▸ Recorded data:
____________

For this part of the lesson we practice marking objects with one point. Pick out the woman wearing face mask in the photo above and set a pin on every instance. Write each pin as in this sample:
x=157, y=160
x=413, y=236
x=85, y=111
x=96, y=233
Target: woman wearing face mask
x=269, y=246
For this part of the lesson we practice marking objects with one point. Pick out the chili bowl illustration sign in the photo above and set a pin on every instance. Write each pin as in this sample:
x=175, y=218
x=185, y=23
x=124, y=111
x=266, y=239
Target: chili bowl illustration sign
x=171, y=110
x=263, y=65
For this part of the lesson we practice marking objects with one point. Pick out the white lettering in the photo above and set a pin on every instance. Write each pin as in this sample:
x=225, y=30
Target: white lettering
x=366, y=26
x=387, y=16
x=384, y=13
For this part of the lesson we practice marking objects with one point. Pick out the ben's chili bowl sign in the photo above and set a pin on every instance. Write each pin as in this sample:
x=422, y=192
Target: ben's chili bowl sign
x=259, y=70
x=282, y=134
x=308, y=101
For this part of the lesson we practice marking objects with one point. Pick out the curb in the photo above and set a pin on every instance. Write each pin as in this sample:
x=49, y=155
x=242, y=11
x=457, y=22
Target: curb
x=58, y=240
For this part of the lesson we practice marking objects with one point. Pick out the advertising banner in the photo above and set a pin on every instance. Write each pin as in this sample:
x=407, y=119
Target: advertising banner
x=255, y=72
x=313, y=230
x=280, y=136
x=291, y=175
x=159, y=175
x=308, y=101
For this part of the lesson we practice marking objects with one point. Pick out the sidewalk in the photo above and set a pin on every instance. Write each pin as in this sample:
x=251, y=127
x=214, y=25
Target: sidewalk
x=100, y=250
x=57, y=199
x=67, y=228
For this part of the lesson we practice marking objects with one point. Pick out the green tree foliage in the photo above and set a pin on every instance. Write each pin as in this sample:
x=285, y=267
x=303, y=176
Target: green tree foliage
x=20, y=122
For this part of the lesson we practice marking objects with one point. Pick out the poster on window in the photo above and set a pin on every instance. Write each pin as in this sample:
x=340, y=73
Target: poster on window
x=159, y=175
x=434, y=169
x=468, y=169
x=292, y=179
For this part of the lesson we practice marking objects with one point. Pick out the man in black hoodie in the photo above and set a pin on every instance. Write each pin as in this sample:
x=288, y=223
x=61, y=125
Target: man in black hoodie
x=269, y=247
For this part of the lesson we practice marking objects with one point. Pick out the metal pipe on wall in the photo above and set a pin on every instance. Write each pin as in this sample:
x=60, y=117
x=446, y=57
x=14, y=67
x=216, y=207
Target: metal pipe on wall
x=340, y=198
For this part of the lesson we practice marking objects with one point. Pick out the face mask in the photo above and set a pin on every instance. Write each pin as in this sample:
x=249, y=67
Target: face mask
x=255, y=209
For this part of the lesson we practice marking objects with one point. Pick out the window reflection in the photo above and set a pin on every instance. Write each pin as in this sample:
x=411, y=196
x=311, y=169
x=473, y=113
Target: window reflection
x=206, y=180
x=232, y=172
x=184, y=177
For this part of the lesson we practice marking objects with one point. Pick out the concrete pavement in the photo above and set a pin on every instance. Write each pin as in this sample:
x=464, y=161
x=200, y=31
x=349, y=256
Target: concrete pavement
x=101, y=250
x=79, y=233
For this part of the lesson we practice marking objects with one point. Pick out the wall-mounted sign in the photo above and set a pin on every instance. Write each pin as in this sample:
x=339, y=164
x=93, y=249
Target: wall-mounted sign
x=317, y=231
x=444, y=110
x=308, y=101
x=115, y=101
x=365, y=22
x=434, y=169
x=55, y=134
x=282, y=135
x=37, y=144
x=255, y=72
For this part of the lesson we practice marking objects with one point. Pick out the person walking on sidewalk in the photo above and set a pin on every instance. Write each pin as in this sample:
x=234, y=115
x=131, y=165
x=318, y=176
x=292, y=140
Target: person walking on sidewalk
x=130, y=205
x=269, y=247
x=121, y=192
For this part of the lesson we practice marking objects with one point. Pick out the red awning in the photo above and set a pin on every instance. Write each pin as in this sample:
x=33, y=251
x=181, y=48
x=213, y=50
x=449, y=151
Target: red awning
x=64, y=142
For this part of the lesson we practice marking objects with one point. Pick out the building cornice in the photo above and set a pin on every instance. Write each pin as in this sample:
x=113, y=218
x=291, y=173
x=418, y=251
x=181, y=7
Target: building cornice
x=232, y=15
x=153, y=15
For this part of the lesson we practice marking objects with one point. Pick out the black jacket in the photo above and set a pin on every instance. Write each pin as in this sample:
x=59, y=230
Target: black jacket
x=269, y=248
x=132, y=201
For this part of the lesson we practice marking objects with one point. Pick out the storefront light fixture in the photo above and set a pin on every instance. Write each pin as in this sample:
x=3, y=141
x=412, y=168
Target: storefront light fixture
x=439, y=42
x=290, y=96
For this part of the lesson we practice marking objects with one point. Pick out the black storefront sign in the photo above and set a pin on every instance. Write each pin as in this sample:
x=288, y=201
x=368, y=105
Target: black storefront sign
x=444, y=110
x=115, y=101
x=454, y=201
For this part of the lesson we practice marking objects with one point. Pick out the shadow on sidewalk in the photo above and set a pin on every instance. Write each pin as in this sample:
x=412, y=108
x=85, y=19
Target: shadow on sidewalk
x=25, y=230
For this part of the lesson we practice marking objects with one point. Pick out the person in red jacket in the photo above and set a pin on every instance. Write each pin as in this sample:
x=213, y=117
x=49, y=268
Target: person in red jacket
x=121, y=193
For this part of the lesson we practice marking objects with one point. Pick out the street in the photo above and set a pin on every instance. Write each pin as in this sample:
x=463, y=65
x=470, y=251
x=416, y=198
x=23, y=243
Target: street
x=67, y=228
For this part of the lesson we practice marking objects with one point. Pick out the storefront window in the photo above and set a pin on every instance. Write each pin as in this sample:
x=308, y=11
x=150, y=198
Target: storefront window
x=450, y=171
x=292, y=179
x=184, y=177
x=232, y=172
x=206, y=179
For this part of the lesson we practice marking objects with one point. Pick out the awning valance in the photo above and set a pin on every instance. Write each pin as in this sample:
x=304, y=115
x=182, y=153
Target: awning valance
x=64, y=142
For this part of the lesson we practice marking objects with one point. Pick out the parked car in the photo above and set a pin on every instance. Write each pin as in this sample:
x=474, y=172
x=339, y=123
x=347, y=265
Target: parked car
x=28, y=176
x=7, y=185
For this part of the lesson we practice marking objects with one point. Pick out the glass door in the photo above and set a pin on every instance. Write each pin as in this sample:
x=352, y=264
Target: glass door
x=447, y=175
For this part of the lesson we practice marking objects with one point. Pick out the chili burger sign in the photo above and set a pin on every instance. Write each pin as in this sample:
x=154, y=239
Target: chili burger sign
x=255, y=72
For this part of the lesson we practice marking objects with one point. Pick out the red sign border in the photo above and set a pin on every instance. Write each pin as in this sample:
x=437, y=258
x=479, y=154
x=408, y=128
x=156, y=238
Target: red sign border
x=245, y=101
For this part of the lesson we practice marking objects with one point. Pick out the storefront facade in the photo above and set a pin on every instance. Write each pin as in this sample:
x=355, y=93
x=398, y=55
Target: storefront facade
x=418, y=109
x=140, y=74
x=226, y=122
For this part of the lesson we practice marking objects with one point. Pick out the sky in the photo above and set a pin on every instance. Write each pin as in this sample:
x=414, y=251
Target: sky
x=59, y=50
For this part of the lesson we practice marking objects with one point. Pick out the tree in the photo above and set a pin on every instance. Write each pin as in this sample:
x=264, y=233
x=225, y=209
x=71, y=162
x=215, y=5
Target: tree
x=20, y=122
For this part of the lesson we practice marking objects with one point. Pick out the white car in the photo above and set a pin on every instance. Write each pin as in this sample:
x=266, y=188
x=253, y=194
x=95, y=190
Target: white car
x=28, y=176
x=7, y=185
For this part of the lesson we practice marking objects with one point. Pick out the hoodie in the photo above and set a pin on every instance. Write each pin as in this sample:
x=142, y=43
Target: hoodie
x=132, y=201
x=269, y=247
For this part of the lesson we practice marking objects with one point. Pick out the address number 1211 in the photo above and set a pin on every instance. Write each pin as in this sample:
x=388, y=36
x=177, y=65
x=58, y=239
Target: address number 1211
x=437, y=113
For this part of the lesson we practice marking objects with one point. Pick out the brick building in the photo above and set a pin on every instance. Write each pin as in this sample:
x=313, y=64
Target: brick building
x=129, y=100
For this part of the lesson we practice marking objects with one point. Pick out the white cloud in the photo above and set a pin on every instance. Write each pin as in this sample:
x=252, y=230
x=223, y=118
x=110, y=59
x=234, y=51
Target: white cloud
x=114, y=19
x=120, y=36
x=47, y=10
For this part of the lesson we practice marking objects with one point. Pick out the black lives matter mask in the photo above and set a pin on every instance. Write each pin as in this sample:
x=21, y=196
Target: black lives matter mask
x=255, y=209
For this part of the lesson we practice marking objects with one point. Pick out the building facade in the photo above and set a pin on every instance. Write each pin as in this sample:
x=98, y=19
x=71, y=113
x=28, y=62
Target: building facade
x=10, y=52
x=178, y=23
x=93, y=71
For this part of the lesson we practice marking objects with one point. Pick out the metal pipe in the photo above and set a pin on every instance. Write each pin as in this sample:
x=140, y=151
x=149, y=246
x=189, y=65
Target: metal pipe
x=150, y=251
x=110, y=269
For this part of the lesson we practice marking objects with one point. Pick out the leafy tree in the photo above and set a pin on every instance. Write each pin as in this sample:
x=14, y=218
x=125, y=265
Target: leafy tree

____________

▸ Task directions:
Find the word "leafy" in the entries above and gather every line that holds it.

▸ Answer section:
For this part of the lesson we practice marking objects with one point. Pick out the leafy tree in the photo above and set a pin on every instance. Write each pin as in this sample:
Target: leafy tree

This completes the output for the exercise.